> [What you will do]: Rewrite the data from the line containing "Target = bokeh background" down to the line containing "268), (456, 248)]", both lines included, keeping every request line unchanged and offsetting each coordinate in the answers by -68.

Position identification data
>>>>
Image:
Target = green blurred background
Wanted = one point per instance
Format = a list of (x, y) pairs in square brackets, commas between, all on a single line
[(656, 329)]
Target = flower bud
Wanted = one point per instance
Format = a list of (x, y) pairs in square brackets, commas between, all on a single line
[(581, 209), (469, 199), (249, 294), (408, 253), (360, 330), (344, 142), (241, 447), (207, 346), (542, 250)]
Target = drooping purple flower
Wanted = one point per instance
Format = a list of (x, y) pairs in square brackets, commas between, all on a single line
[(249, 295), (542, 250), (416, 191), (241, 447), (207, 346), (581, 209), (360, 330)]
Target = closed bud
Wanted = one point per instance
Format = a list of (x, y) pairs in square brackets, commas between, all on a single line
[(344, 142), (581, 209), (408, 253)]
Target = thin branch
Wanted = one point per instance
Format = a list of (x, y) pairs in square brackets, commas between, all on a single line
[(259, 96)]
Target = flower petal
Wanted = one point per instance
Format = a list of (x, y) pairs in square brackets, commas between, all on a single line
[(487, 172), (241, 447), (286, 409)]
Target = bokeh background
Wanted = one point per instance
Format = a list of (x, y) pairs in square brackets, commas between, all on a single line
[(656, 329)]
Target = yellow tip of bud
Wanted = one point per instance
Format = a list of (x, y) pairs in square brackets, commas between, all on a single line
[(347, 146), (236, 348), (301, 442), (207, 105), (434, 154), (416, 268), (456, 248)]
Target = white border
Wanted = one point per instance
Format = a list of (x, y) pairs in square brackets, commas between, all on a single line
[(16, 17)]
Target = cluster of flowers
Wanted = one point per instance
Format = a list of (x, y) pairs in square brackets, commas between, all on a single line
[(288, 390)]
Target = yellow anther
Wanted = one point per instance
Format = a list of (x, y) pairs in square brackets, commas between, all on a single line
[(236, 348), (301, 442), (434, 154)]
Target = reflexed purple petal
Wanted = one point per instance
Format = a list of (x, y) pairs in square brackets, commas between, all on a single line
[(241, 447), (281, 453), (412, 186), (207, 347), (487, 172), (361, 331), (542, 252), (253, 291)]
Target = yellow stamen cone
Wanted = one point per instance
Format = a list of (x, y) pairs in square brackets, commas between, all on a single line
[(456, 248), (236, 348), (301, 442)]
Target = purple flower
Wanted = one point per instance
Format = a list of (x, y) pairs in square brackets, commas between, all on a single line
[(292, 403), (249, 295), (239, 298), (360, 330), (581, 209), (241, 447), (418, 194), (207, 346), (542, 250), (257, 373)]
<<<<
> [Response]:
Target = bokeh background
Wanted = one point per instance
Format = a list of (x, y) pairs in square brackets, commas between, all on a single line
[(588, 261)]
Target = yellow tip of bud
Wanted = one point per instance
Format = a list of (x, y) pairs in square brackets, commas between, all on a single line
[(279, 78), (168, 280), (233, 374), (139, 37), (366, 86), (348, 200), (388, 180)]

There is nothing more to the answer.